(A run of records)
*****
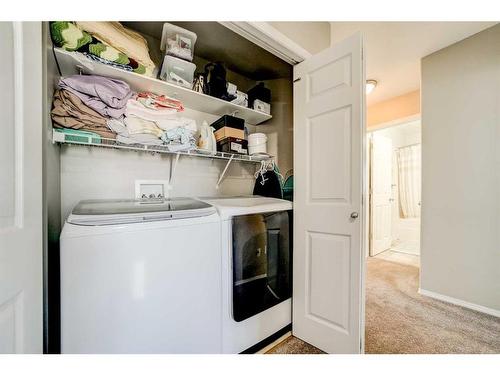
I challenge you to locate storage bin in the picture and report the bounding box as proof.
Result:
[160,55,196,89]
[217,137,248,155]
[160,22,197,61]
[248,82,271,108]
[248,133,267,155]
[214,126,245,141]
[210,115,245,131]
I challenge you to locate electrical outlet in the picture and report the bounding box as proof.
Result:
[135,180,169,199]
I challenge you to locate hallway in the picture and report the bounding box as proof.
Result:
[365,258,500,354]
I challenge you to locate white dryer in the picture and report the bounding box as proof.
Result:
[201,196,293,353]
[61,198,222,353]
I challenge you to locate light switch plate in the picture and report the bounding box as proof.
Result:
[135,180,169,199]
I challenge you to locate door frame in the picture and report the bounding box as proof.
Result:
[363,116,422,262]
[220,22,369,354]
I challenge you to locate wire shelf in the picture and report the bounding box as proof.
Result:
[52,130,273,163]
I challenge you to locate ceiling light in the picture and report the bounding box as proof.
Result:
[366,79,378,95]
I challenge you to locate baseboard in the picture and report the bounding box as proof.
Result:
[418,288,500,318]
[255,332,292,354]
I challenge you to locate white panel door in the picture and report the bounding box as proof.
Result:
[370,134,393,256]
[0,22,43,353]
[293,34,365,353]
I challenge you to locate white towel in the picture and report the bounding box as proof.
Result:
[125,99,197,132]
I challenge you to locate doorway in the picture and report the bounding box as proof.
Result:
[367,120,421,267]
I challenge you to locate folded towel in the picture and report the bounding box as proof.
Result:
[125,97,197,132]
[55,128,101,143]
[123,116,163,138]
[50,21,92,51]
[76,22,156,77]
[135,92,184,112]
[161,127,196,151]
[107,119,163,146]
[59,75,132,118]
[51,90,116,139]
[89,43,130,65]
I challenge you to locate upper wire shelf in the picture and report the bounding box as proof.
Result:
[52,130,273,163]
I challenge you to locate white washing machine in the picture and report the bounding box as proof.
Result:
[201,196,293,353]
[61,198,222,353]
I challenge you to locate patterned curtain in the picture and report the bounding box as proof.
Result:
[397,144,421,218]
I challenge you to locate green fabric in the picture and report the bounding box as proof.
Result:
[134,63,146,74]
[54,128,101,144]
[89,43,130,65]
[50,21,92,51]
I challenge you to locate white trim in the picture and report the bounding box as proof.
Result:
[12,22,27,228]
[255,331,292,354]
[220,22,312,65]
[418,288,500,318]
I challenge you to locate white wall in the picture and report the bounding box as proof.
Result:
[421,25,500,314]
[373,120,421,255]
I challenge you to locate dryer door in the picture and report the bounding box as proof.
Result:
[232,211,292,322]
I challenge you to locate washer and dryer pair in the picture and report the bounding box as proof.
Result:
[61,196,292,353]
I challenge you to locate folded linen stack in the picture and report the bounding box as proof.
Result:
[51,90,116,139]
[76,21,156,77]
[50,21,156,77]
[113,92,197,151]
[59,75,132,118]
[52,75,132,139]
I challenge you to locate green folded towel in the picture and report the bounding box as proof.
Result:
[89,43,130,65]
[55,128,101,144]
[133,64,146,74]
[50,21,92,51]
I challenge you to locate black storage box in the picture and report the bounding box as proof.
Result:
[248,82,271,108]
[217,137,248,155]
[210,115,245,131]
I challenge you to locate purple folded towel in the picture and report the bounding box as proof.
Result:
[59,75,132,118]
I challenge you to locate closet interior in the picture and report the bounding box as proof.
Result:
[44,21,293,352]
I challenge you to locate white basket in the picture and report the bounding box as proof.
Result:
[160,22,197,61]
[248,133,267,155]
[160,55,196,89]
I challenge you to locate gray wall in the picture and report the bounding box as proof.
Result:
[421,25,500,312]
[268,21,331,54]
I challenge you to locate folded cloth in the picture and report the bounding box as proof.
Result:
[76,21,156,77]
[55,128,101,143]
[50,21,92,51]
[59,75,132,118]
[161,127,196,151]
[107,119,163,146]
[51,90,116,139]
[89,43,130,65]
[123,116,163,138]
[125,95,197,132]
[83,52,146,74]
[83,52,134,72]
[135,92,184,112]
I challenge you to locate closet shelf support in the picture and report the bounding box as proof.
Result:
[215,154,234,189]
[168,154,181,189]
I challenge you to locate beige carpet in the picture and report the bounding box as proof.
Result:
[268,258,500,354]
[266,336,324,354]
[365,258,500,353]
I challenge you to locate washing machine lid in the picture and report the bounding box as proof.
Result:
[67,198,217,225]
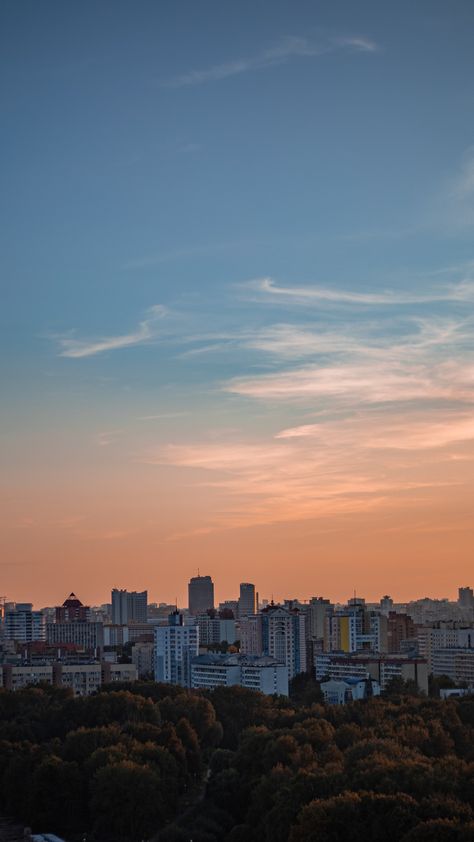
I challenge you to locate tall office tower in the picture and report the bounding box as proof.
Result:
[458,588,474,608]
[112,588,148,626]
[55,593,91,623]
[4,602,46,643]
[239,582,256,617]
[188,575,214,617]
[154,610,199,687]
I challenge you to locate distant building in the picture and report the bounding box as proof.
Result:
[314,653,428,694]
[46,621,104,655]
[112,588,148,626]
[188,576,214,617]
[154,611,199,687]
[432,647,474,685]
[321,676,380,705]
[4,602,46,643]
[387,611,416,652]
[55,593,91,623]
[240,603,307,680]
[0,662,137,696]
[197,614,236,646]
[191,654,288,696]
[458,588,474,608]
[239,582,256,617]
[132,643,155,678]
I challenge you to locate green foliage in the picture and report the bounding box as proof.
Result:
[0,676,474,842]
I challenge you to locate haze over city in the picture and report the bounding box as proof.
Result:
[0,0,474,606]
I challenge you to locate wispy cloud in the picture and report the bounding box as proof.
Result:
[452,146,474,200]
[242,277,474,306]
[160,36,378,88]
[55,304,166,359]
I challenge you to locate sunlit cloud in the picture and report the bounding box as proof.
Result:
[56,304,166,359]
[160,36,378,88]
[225,360,474,404]
[246,277,474,306]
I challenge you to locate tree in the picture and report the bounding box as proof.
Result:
[91,760,167,842]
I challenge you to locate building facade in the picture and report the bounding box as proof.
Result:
[112,588,148,626]
[154,611,199,687]
[188,576,214,617]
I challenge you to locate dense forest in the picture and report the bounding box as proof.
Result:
[0,682,474,842]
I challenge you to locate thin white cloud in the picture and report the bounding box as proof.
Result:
[246,277,474,306]
[161,36,378,88]
[56,304,166,359]
[452,146,474,200]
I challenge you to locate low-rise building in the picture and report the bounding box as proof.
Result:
*****
- What is needed: Render all of the records above as a numbered list, skipping any blank lines and leaving out the pictures.

- Correct output:
1. I challenge you to locate storage bin in the picture and report the bounding box as proof.
2. Result:
3. [160,55,196,89]
4. [217,137,248,155]
5. [160,22,197,61]
6. [248,82,271,108]
7. [248,133,267,155]
8. [214,126,245,141]
9. [210,115,245,131]
10. I challenge you to locate electrical outlet in the picture and report the bounding box as proof.
11. Result:
12. [135,180,169,199]
13. I challenge you to locate hallway in the picture and report the bounding box as proof.
14. Result:
15. [365,258,500,354]
16. I challenge you to locate white dryer in the picture and report the bounding box as proof.
17. Result:
18. [201,196,293,353]
19. [61,198,222,353]
20. I challenge you to locate light switch plate in the picture and report the bounding box as proof.
21. Result:
22. [135,180,169,199]
23. I challenge you to locate door frame in the picture and report the bounding box as proof.
24. Result:
25. [363,116,422,262]
26. [220,22,369,354]
27. I challenge you to locate wire shelf in the picture and report the bounding box as proof.
28. Result:
29. [52,130,273,163]
30. I challenge you to locate ceiling light in the picture and report the bounding box as proof.
31. Result:
32. [366,79,378,95]
33. I challenge you to locate baseboard in the picture and report the bounding box as proof.
34. Result:
35. [418,288,500,318]
36. [255,332,292,354]
37. I challenge you to locate white panel door in the picture and report the bounding box as proof.
38. Result:
39. [370,134,393,256]
40. [0,22,43,353]
41. [293,34,365,353]
42. I challenge you to locate white towel in the picture and report the bounding box as proof.
43. Result:
44. [125,99,197,132]
45. I challenge you to locate doorway in the picture and report the bounding box as proof.
46. Result:
47. [367,120,421,267]
48. I challenge you to locate folded towel in the picture and report the bounding box as proof.
49. Result:
50. [125,97,197,132]
51. [55,128,101,143]
52. [123,116,163,138]
53. [50,21,92,51]
54. [76,22,156,77]
55. [135,92,184,112]
56. [161,127,196,151]
57. [107,119,163,146]
58. [59,75,132,118]
59. [51,90,116,139]
60. [89,43,130,65]
61. I challenge you to locate upper wire shelf in the picture and report the bounding box as proof.
62. Result:
63. [52,130,273,163]
64. I challenge you to locate white washing machine in the picture and report the bounding box as proof.
65. Result:
66. [201,196,293,353]
67. [61,198,222,353]
68. I challenge you to locate patterned curtain in the picture and report the bounding box as proof.
69. Result:
70. [397,144,421,218]
71. I challenge you to locate green fabric in the picture and report the bounding box as proof.
72. Result:
73. [134,63,146,74]
74. [54,128,101,144]
75. [89,43,130,65]
76. [50,21,92,51]
77. I challenge you to locate white trim in the picture and report the bounding box as proof.
78. Result:
79. [12,22,27,228]
80. [255,331,292,354]
81. [220,22,312,65]
82. [418,288,500,318]
83. I challenge you to locate white wall in the picture and report the bounding box as proof.
84. Result:
85. [421,25,500,314]
86. [373,120,421,255]
87. I challenge you to locate dryer door in the picture and report the bounding box as proof.
88. Result:
89. [232,211,292,322]
90. I challenge you to locate washer and dryer pair in the picture and report the bounding box as proof.
91. Result:
92. [61,196,292,353]
93. I challenge you to locate folded linen stack in the picture and report the bounding box as proof.
94. Result:
95. [51,90,116,139]
96. [76,21,156,77]
97. [50,21,156,77]
98. [113,92,197,151]
99. [59,75,132,118]
100. [52,75,132,139]
101. I challenge you to locate green folded towel in the picture and report the bounding box as proof.
102. Result:
103. [89,43,130,65]
104. [55,128,101,144]
105. [133,64,146,74]
106. [50,21,92,51]
107. I challenge you to locate black storage box in the picture and report the bounding box as proof.
108. Result:
109. [248,82,271,108]
110. [217,137,248,155]
111. [210,115,245,131]
112. I challenge you to locate purple folded towel in the picture and report the bounding box as proof.
113. Result:
114. [59,75,132,118]
115. I challenge you to locate closet interior in the picture and report the bounding box as proof.
116. Result:
117. [44,21,293,352]
118. I challenge you to locate white basket in the picture and report the bounding box as proof.
119. Result:
120. [160,22,197,61]
121. [248,133,267,155]
122. [160,55,196,89]
123. I challenge you to locate gray wall in the picture and report the bounding box as proof.
124. Result:
125. [421,25,500,312]
126. [268,21,331,54]
127. I challenge you to locate folded cloth in the picture and report the bounding box as proof.
128. Result:
129. [76,21,156,77]
130. [55,128,101,143]
131. [50,21,92,51]
132. [59,75,132,118]
133. [161,127,196,151]
134. [107,119,163,146]
135. [51,90,116,139]
136. [89,43,130,65]
137. [123,116,163,138]
138. [125,95,197,132]
139. [83,52,146,74]
140. [83,52,134,72]
141. [135,92,184,112]
142. I challenge you to locate closet shelf support in the picture and report the bounding box as proof.
143. Result:
144. [215,154,234,189]
145. [168,154,181,189]
146. I challenge you to locate beige carpet in the picture and report the bounding box as proof.
147. Result:
148. [268,258,500,354]
149. [266,336,324,354]
150. [365,258,500,353]
151. I challenge you to locate washing machine lid in the picture and report the bounding box as proof.
152. Result:
153. [67,198,217,225]
154. I challenge you to locate tall office tower in the picture and report the bounding box as proof.
155. Result:
156. [458,588,474,608]
157. [112,588,148,626]
158. [55,593,91,623]
159. [4,602,46,643]
160. [239,582,256,617]
161. [188,575,214,617]
162. [154,610,199,687]
163. I challenge you to locate distant building in the picture and report the bounding box as proof.
164. Result:
165. [314,653,428,694]
166. [46,621,104,655]
167. [112,588,148,626]
168. [188,576,214,617]
169. [154,611,199,687]
170. [432,647,474,685]
171. [321,676,380,705]
172. [4,602,46,643]
173. [387,611,416,652]
174. [55,593,91,623]
175. [240,603,307,680]
176. [0,662,137,696]
177. [197,614,236,646]
178. [191,654,288,696]
179. [458,588,474,608]
180. [239,582,256,617]
181. [132,643,155,678]
182. I challenge you to locate green foliage in the picture and report the bounding box as proof.
183. Result:
184. [0,676,474,842]
185. I challenge you to locate haze over city in the picture and report the bounding box as proof.
186. Result:
187. [0,0,474,606]
188. I challenge you to locate wispy cloud in the picture and report the bounding box as proof.
189. Result:
190. [452,146,474,200]
191. [242,277,474,306]
192. [160,36,378,88]
193. [55,304,166,359]
194. I challenge you to locate sunlit cloud in the picture and report the bounding box as proof.
195. Result:
196. [56,304,166,359]
197. [160,36,378,88]
198. [225,360,474,404]
199. [246,277,474,306]
200. I challenge you to locate tree in the picture and report the bounding box as proof.
201. Result:
202. [91,760,167,842]
203. I challenge you to locate building facade in the picture and report the bounding box as proof.
204. Result:
205. [112,588,148,626]
206. [154,611,199,687]
207. [188,576,214,617]
208. I challenge you to locate dense forest in the picture and report the bounding box as proof.
209. Result:
210. [0,682,474,842]
211. I challenge you to locate thin white cloud in the picture and report the bounding box as proof.
212. Result:
213. [246,277,474,306]
214. [161,36,378,88]
215. [56,304,166,359]
216. [452,146,474,200]
217. I challenge you to locate low-rise building in the picture and report the bounding box as proof.
218. Result:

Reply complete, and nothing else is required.